→ Travail à faire:
a: Répondez à ces questions d'après le texte sur Maja Norberg :
(i) Quel âge a Lina ?
(ii) Combien de temps Maja a-t-elle passé en maison d'arrêt avant son jugement ?
(iii) Comment s'appelle la procureure ?
b: Pour chaque affirmation, dites si elle correspond au texte sur Maja Norberg, par oui ou non, et citez les mots du texte qui le prouvent :
(i) La bombe retrouvée dans le casier de Maja a explosé.
(ii) Le père de Sebastian s'appelle Claes.
(iii) Le procès doit durer un mois.
c: Donnez toutes les victimes de la fusillade qui sont nommées dans le texte sur Maja Norberg.
──────── Texte du document
Je m'appelle Maria Norberg, mais vous pouvez m'appeler Maja.
Je suis une fille somme toute assez banale, qui en d'autres circonstances serait passée quasiment inaperçue.
J'ai dix-huit ans, je suis étudiante au lycée élitiste suédois de Djursholm. Je suis bonne élève, plutôt mignonne, et entourée.
J'adore ma petite soeur, Lina, qui n'a que cinq ans et que je me dois de préserver.
Ma famille est particulièrement aisée.
Le tapis rouge est donc déroulé pour m'assurer un avenir radieux.
"Moi, je ne suis qu'une connasse de bourge."
Enfin tout ça, c'était avant.
Ca doit d'ailleurs vous être bien égal. Tout ce qui vous intéresse c'est de connaître le rôle exact que j'ai joué dans la fusillade de mon lycée.
"Vous voulez que quelque chose ne tourne pas rond chez moi."
De pouvoir en toute conscience, en toute impartialité, me juger innocente ou coupable de meurtre.
Parce que oui, de toutes les victimes de ce jour-là, je ne nie pas en avoir abattues deux : Mon petit copain Sebastian Fagerman et ma meilleure amie Amanda.
Sebastian était également mon complice présumé, celui avec lequel j'aurais tout organisé.
"Nous sommes allés au lycée avec une bombe dans un sac et des armes dans un autre pour tuer le plus de monde possible."
Son père, Claes, est une célébrité incontournable en Suède puisqu'il s'agit tout simplement de la plus grosse fortune du pays.
"Sa richesse était si grande qu'elle équivalait à une nationalité."
Alors les médias se sont d'autant plus acharnés à interpréter les faits, à donner leur version des évènements. Ce jour-là, c'est Sebastian qui a ouvert le feu, atteignant nos amis Dennis, Samir ou encore Christer, notre professeur. Autant de victimes qui auraient pu être bien plus nombreuses : la bombe retrouvée dans mon casier était en effet défectueuse.
Dans cette salle, après la fusillade, j'étais la seule personne indemne.
Après neuf mois en maison d'arrêt, c'est l'heure de mon jugement.
En prison, j'ai pu apprécier la solitude.
Au procès, la salle est pleine. Remplie de charognards venus se repaître de ma carcasse.
Trois semaines de procédures pénales m'attendent, durant lesquelles la procureure Lena Pärsson va présenter les charges retenues contre moi, essayer de convaincre le juge et le jury que je suis un monstre qui doit être condamné à la peine maximale.
────────────────
──────── Données fournies
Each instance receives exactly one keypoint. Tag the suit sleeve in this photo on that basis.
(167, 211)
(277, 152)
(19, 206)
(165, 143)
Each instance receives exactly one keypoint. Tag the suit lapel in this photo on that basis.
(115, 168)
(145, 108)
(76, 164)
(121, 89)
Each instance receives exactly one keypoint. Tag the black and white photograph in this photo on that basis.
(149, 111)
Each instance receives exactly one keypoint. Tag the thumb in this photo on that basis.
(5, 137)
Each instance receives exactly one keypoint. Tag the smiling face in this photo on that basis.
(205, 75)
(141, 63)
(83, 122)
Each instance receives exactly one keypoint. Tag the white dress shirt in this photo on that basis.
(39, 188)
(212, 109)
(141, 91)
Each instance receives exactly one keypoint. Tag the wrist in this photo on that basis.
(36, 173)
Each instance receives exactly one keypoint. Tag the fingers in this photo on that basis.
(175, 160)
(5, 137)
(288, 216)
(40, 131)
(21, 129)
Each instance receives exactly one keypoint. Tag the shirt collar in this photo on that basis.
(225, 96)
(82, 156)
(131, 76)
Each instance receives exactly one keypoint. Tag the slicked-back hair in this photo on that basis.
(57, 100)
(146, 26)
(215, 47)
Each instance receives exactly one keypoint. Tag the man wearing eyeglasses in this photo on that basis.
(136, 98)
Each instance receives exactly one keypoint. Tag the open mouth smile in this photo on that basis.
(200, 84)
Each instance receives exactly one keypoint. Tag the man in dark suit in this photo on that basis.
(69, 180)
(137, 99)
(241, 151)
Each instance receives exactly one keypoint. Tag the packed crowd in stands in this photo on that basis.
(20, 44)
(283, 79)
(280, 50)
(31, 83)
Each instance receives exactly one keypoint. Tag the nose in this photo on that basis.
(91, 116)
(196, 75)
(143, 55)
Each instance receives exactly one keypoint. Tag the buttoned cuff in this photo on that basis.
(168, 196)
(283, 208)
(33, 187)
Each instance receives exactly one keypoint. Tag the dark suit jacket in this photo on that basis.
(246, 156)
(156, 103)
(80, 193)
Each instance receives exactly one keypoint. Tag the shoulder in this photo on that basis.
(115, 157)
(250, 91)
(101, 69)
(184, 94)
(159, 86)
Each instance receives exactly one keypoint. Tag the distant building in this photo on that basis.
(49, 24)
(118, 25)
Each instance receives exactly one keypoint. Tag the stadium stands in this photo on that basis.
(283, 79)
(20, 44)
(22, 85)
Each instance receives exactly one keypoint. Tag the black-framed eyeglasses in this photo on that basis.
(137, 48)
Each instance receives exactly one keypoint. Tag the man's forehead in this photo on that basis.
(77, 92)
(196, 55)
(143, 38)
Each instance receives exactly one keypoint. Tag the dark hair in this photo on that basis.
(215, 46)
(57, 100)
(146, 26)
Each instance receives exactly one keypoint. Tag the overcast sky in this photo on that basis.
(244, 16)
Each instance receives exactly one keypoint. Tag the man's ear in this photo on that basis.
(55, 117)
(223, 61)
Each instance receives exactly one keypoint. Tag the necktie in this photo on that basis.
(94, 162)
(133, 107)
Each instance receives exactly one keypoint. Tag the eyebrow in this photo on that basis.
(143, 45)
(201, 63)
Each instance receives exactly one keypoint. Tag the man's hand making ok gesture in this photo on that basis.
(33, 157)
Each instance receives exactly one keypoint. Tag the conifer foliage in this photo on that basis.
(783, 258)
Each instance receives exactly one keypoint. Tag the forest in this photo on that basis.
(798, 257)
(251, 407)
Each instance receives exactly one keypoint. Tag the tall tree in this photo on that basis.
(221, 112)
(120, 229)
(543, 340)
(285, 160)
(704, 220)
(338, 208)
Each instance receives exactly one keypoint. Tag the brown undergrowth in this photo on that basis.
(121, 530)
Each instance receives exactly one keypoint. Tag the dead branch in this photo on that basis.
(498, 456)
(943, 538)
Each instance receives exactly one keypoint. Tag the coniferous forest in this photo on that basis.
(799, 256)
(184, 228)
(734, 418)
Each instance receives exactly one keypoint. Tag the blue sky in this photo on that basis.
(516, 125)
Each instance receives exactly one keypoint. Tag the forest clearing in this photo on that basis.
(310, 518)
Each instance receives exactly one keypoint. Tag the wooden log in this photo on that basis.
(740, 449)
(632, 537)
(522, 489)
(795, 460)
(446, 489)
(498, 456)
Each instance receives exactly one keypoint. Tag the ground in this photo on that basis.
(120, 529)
────────────────
→ Corrigé:
a:
(i) Cinq ans.
(ii) Neuf mois.
(iii) Lena Pärsson.

b:
(i) Non : « la bombe retrouvée dans mon casier était en effet défectueuse ».
(ii) Oui : « Son père, Claes, est une célébrité incontournable en Suède ».
(iii) Non : « Trois semaines de procédures pénales m'attendent ».

c: Sebastian Fagerman, Amanda, Dennis, Samir, Christer.